• Brief
Copy the listing below word for word, leaving out the pictures.

• Material provided
— Start —

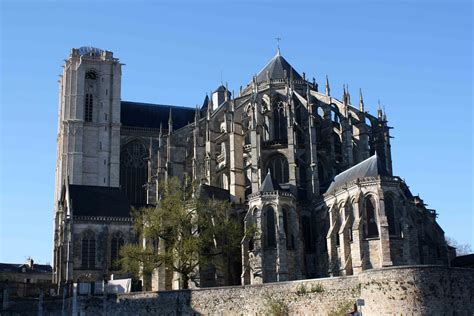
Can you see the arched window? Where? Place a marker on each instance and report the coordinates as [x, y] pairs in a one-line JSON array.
[[390, 213], [90, 86], [88, 107], [280, 131], [308, 242], [134, 172], [88, 250], [349, 214], [270, 227], [278, 166], [370, 212], [116, 243], [290, 239]]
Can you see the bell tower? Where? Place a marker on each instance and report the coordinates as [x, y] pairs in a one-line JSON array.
[[89, 119]]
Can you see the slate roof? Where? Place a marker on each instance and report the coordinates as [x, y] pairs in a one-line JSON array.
[[214, 192], [88, 200], [269, 184], [18, 268], [371, 167], [221, 88], [147, 115], [276, 69], [86, 50], [466, 261]]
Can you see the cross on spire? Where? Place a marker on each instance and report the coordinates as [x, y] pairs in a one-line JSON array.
[[278, 39]]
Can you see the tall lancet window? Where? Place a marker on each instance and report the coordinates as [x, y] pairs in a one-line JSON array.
[[88, 250], [270, 228], [116, 243], [390, 213], [370, 213], [90, 87], [134, 172], [278, 166], [280, 131]]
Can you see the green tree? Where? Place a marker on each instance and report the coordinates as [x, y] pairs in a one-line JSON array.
[[190, 230]]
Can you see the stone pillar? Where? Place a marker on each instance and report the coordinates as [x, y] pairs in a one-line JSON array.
[[256, 256], [291, 148], [313, 184], [236, 152], [384, 241], [347, 143], [255, 151], [282, 255], [357, 238]]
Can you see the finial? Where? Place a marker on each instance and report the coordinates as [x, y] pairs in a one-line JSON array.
[[226, 96], [278, 39], [196, 115], [328, 90], [361, 101], [348, 94], [344, 94], [170, 122]]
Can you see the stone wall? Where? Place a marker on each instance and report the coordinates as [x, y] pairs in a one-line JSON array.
[[412, 290]]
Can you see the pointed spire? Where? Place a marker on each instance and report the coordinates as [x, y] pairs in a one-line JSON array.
[[344, 94], [379, 110], [170, 123], [328, 90], [361, 101], [348, 95], [196, 115], [226, 96], [278, 39]]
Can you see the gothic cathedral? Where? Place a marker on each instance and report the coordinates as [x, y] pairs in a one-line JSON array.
[[311, 172]]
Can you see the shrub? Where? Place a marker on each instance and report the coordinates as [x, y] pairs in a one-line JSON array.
[[301, 289], [276, 307], [317, 288]]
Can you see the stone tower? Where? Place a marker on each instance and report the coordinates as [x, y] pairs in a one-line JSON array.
[[88, 153], [89, 119]]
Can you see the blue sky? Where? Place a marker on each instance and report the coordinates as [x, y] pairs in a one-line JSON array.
[[415, 57]]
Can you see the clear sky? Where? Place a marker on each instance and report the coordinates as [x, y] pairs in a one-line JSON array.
[[415, 56]]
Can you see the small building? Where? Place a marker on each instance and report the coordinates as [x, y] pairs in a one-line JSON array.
[[26, 279]]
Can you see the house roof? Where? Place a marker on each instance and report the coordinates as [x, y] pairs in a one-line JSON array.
[[147, 115], [24, 268], [371, 167], [90, 200], [276, 69]]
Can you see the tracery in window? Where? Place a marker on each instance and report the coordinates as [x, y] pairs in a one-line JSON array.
[[390, 213], [134, 172], [278, 166], [88, 107], [88, 250], [116, 243], [270, 228], [280, 131], [370, 212]]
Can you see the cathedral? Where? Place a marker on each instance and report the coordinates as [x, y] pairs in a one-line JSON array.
[[311, 172]]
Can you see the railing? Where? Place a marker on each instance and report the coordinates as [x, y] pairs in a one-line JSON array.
[[277, 143]]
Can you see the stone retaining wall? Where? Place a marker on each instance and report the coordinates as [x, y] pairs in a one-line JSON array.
[[413, 290]]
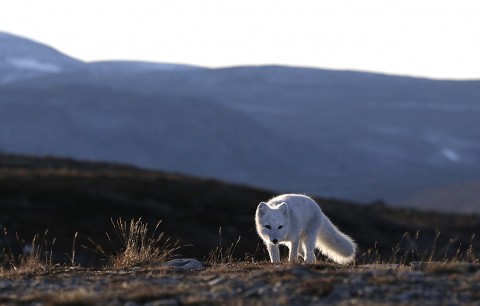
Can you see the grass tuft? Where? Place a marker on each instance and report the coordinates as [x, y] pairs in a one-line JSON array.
[[138, 246]]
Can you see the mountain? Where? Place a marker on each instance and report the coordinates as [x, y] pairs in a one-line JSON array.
[[343, 134], [66, 197], [22, 58]]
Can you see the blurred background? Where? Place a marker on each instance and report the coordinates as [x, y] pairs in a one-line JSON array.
[[364, 102]]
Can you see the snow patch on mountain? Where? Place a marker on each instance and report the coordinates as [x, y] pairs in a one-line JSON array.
[[34, 64]]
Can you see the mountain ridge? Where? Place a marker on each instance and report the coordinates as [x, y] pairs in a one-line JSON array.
[[353, 135]]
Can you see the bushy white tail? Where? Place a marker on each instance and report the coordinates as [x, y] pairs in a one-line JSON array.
[[335, 244]]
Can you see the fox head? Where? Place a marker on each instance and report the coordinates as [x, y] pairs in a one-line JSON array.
[[272, 222]]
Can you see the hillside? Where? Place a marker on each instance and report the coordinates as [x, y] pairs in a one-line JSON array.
[[341, 134], [65, 197]]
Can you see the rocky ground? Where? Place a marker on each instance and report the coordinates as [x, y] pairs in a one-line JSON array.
[[248, 284], [68, 207]]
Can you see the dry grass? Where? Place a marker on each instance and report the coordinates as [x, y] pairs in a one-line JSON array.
[[409, 250], [138, 245]]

— End —

• Written solution
Can you see the arched window? Where? Place a marker on each instance and report the coordinates as [x, y] pairs in a one-line JSON array.
[[390, 213], [90, 86], [88, 107], [280, 131], [308, 242], [134, 172], [88, 250], [349, 214], [270, 227], [278, 166], [370, 212], [116, 243], [290, 239]]
Can you see the bell tower? Where? Place a marker on each instance and report the coordinates as [x, y] pairs in a one-line JSON array.
[[89, 119]]
Can you see the slate roof? Where? Place a marker on each instance and report the coordinates as [x, y] pairs in a one-line JSON array.
[[214, 192], [88, 200], [269, 184], [18, 268], [371, 167], [221, 88], [147, 115], [276, 69], [86, 50], [466, 261]]
Can you see the cross on spire? Where? Place a marker on each instance and report the coordinates as [x, y] pairs in a one-line JSON array.
[[278, 39]]
Can you see the tall lancet window? Where? Place a marker on each instance and report the coordinates as [x, y] pairs in a one-line JSON array.
[[88, 250], [270, 228], [116, 243], [390, 213], [370, 213], [90, 87], [134, 172], [278, 166], [280, 131]]
Can you see the green tree? Where? Place a marker on each instance and report the coordinates as [x, y] pairs in a one-line JSON array.
[[190, 230]]
Can you see the stone pillar? Where? Place a marker on each instance and report the coordinates as [x, y] pairs in a one-line JSON array.
[[256, 256], [291, 148], [313, 184], [236, 152], [384, 241], [347, 143], [255, 151], [282, 255], [357, 238]]
Can you see the finial? Where? Place a marker on each instance and report the coordinates as [x, y] pairs in a one-line JSON array.
[[226, 96], [278, 39], [196, 115], [328, 90], [361, 101], [348, 94], [344, 94], [170, 122]]
Can you see the stone wall? Where? Place a marker on each instance and report the coordinates as [x, y] pairs in a one-line JSON array.
[[412, 290]]
Can you see the pointed spire? Where? Place a marker on each instance and report the coordinates as [x, y] pairs in a one-line JSON array.
[[344, 94], [379, 110], [170, 123], [328, 90], [361, 101], [348, 95], [196, 115], [226, 96], [278, 39]]
Can you see the gothic cathedral? Where? Place a marker on each instance and report the coordinates as [x, y] pairs in a one-line JSON array.
[[311, 172]]
Can you see the shrub? Where? Place a marker on each instance and report the coordinates as [x, y] pairs in a one-line JSON array.
[[301, 289], [276, 307], [317, 288]]
Can you see the stone tower? Where? Place a marker on each instance and report the coordinates as [x, y] pairs in a one-line JSON array.
[[88, 153], [89, 119]]
Can you see the blue sky? Where? Place a marker on each instance and report the coordinates as [x, y] pairs in a one-line JSON array.
[[415, 57]]
Can you see the clear sky? Where? Place a marker on each instance and report the coordinates as [x, y] pairs in a one-line JSON array.
[[415, 56]]
Can you see the small building? Where? Place a marker on each instance and report the coordinates as [x, y] pairs in a one-line JSON array.
[[26, 279]]
Can you see the house roof? Where? Place a marker on each instance and report the coordinates as [x, y] pairs in a one-line JSON array.
[[147, 115], [24, 268], [371, 167], [90, 200], [276, 69]]
Can you see the tracery in window? Where? Place a marker on each instance and report the coordinates as [x, y] pairs in a one-line JSON array.
[[390, 213], [134, 172], [278, 166], [88, 107], [88, 250], [116, 243], [270, 228], [280, 131], [370, 212]]
Can you see the cathedral? Where? Place a marker on each instance and report the coordinates as [x, y] pairs in a one-line JSON array.
[[311, 172]]
Can you see the railing? Where? Place a marker on each instance and report the coordinates as [x, y] pairs in a one-line JSON array.
[[277, 143]]
Can you see the stone retaining wall? Where? Place a marker on each instance and report the coordinates as [x, y] pairs in a one-line JSON array.
[[413, 290]]
Can you see the grass tuft? Where? Place a marker on each instance and report the coordinates as [x, y] pairs in a one-line JSON array.
[[138, 246]]
Can you see the mountain? Where? Place a marker on each instance and report the coordinates as [x, y] pairs in a one-line JSON array.
[[343, 134], [66, 197], [22, 58]]
Can you see the blurred background? Where? Place a marker on each instance and report the coordinates as [x, y] pairs in a one-line JSON array.
[[364, 102]]
Can you see the snow patch on mountain? Where? Place a marker on each instance and report the coordinates as [x, y] pairs in a one-line JSON array.
[[34, 64]]
Can you see the mountain ridge? Where? Place a marker on each instance and report the coordinates as [x, y] pairs in a one-line JSON array.
[[353, 135]]
Can you see the bushy white tail? Where? Place a marker on each instance and report the coordinates as [x, y] pairs in a one-line JSON array.
[[335, 244]]
Can you see the fox head? Where? Place a marker on each instance and report the coordinates as [x, y] pairs in a one-line JSON array.
[[272, 222]]
Can you see the hillside? Where? Place a marker on each instance and report the coordinates as [x, y] pairs in a one-line JSON array.
[[341, 134], [65, 197]]
Can you see the rocky ground? Where? Place a marker on each instance and report the coordinates as [x, y] pairs in a one-line JSON array.
[[248, 284], [68, 207]]
Can you see the dry grass? Where? Place a marker on each instance and report the coordinates as [x, y] pairs in a one-line JSON array.
[[409, 250], [138, 245]]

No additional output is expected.